> **Problem set**
(A) From the article on azoospermia and cancer, reproduce the passage starting with "Men, classified as" and going on through "are actually azoospermic.", word for word.
(B) According to the article on azoospermia and cancer, how many men did the study look at?

> **Passage to read**
Men With No Sperm More Likely To Get Many Types Of Cancer

Men with no sperm are more likely to develop cancer than the general population.

Men, classified as azoospermic, suffer from a condition causing an absence of sperm in the ejaculate. Men who are diagnosed with azoospermia before the age of 30 are eight times more likely to develop cancer, according to a Stanford School of Medicine press release.

"An azoospermic man's risk for developing cancer is similar to that for a typical man 10 years older," said Michael Eisenberg MD, PhD, assistant professor of urology at the medical school and director of male reproductive medicine and surgery at Stanford Hospital and Clinics, who led the study.

Men who are azoospermic either experience a blockage in the testes or simply don't produce enough sperm to ejaculate. The majority of affected men have the latter.

About 15 percent of men between the ages of 15 to 45 are infertile in the U.S. Only about one percent of these men are actually azoospermic.

"There is evidence that infertility may be a barometer for men's overall health," Eisenberg said, "and a few studies have found an association of male infertility with testicular cancer."

According to Eisenberg, the higher cancer risk extends outside of only testicular cancers. The study looked at 2,238 men who were seen at the same clinic between 1989 and 2009. Out of the patients who participated in the study, 451 were azoospermic, which was the only observed difference between the two groups.

After an initial sperm analysis the men were observed for about seven years, over a five-year period 29 of the study participants developed cancer. This proved the infertile men to be 1.7 times more likely to develop cancer than the general population.

The majority of the men who developed cancer were azoospermic, they were found to be three times more likely to develop cancer than the average population. The azoospermic men developed not just testicular cancer, but stomach tumors, melanoma, lymphoma and cancer of the small intestines.

Researchers concluded that genetics may be to blame for the correlation between the condition and cancer.

> **Information supplied**
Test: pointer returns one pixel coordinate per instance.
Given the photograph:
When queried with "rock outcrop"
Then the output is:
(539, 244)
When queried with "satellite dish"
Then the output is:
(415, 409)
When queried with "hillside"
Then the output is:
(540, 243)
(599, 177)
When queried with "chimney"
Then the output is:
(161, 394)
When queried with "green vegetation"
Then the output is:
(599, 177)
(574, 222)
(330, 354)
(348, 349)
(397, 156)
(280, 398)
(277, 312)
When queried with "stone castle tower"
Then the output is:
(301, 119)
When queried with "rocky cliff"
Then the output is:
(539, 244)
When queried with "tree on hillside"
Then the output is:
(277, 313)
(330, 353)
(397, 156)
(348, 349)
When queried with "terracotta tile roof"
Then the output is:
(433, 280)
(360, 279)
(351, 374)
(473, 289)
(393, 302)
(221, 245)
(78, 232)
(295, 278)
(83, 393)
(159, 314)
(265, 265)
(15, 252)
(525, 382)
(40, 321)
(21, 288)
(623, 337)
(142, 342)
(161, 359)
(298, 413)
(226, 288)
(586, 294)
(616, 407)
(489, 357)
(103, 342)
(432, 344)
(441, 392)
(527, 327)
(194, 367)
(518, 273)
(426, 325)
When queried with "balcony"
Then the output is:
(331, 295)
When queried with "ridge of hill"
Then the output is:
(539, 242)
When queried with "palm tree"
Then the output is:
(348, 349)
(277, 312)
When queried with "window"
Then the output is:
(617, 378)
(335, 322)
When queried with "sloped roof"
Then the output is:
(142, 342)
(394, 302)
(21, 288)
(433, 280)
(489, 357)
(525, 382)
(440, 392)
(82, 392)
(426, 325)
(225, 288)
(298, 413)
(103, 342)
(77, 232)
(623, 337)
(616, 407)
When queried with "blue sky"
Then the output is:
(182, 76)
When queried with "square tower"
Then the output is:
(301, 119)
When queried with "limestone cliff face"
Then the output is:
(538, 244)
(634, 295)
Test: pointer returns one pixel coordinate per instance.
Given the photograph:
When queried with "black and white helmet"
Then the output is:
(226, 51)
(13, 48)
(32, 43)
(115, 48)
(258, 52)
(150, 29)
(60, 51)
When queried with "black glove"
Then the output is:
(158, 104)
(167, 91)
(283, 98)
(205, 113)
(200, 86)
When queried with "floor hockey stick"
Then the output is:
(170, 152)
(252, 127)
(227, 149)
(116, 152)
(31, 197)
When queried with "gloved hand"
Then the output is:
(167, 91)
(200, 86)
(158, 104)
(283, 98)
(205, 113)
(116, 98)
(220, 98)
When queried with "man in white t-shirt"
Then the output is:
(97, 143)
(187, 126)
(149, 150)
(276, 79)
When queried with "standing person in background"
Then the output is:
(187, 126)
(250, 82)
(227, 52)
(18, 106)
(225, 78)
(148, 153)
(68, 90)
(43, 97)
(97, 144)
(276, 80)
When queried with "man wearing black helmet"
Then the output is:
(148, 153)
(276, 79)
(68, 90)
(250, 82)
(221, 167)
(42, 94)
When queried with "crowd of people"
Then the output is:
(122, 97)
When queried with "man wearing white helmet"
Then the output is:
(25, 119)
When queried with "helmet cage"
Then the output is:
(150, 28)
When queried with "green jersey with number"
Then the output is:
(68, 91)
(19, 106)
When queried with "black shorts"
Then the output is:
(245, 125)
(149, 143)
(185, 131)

> **Solution list**
(A)
Men, classified as azoospermic, suffer from a condition causing an absence of sperm in the ejaculate. Men who are diagnosed with azoospermia before the age of 30 are eight times more likely to develop cancer, according to a Stanford School of Medicine press release.

"An azoospermic man's risk for developing cancer is similar to that for a typical man 10 years older," said Michael Eisenberg MD, PhD, assistant professor of urology at the medical school and director of male reproductive medicine and surgery at Stanford Hospital and Clinics, who led the study.

Men who are azoospermic either experience a blockage in the testes or simply don't produce enough sperm to ejaculate. The majority of affected men have the latter.

About 15 percent of men between the ages of 15 to 45 are infertile in the U.S. Only about one percent of these men are actually azoospermic.

(B) 2,238 men